- _Work to do_
**1)** Rewrite everything in the driving thread from "well...definitely not just" down to "tonight so yeah.", putting "bank" in place of "Taco Bell".
**2)** Return each line of the entries that contains the string "query", matching case exactly.

- _Text section_

Driving is definitely not my strong point, despite my driving record. I would say that under normal conditions where I know where I am going, I am a competent and safe driver. However, I don't consider myself a "good" or skilled driver because I simply do not process information quickly. Not to mention few close calls making left turns as a newly minted 16 year old has left me wary of making left turns and shaken my confidence in depth perception. I admit that I am *that* person who takes wayyy to long to make a left turn. Could I have gone? Probably, but I always want to be more safe than sorry. It really annoys a lot of people when I am driving because I will often prefer to turn right, or wait a bit longer to make a left turn.


----------



## Singularity (Sep 22, 2009)

I don't know how to drive...I never learned. Scares the hell out of me. I barely like being in a car when someone else drives. What makes us think we should be moving at speeds that can kill us? Someone stops abruptly in front of us and I look at the speedometer and start calculating impact force. :shocked:


----------



## Jrquinlisk (Jan 17, 2009)

Singularity said:


> I don't know how to drive...I never learned. Scares the hell out of me. I barely like being in a car when someone else drives. What makes us think we should be moving at speeds that can kill us? Someone stops abruptly in front of us and I look at the speedometer and start calculating impact force. :shocked:


That's one of the reasons it took me until my mid-20s to get a license. (That, and having to learn in a bulky, top-heavy minivan that's nearly 2 decades old.) I still get a little nervous every time my dad takes a turn just a _little_ too fast. Damn you, physics class!


----------



## The Psychonaut (Oct 29, 2009)

well...definitely not just me...


----------



## toffee (Nov 26, 2012)

You know, I was gonna tell you I'm a great driver considering I've only had my license for 4 months, but I damn near destroyed the Taco Bell drive through tonight so yeah.

Rows from a box-labeling dataset

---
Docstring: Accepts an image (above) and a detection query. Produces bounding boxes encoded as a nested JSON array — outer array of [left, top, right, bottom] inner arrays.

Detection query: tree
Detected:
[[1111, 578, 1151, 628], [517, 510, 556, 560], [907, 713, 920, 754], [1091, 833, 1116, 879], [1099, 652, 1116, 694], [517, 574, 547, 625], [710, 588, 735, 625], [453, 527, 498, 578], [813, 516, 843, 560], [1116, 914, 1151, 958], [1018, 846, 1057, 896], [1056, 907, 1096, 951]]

- _The results_
**1)**
well...definitely not just me...


----------



## toffee (Nov 26, 2012)

You know, I was gonna tell you I'm a great driver considering I've only had my license for 4 months, but I damn near destroyed the bank drive through tonight so yeah.

**2)**
Docstring: Accepts an image (above) and a detection query. Produces bounding boxes encoded as a nested JSON array — outer array of [left, top, right, bottom] inner arrays.
Detection query: tree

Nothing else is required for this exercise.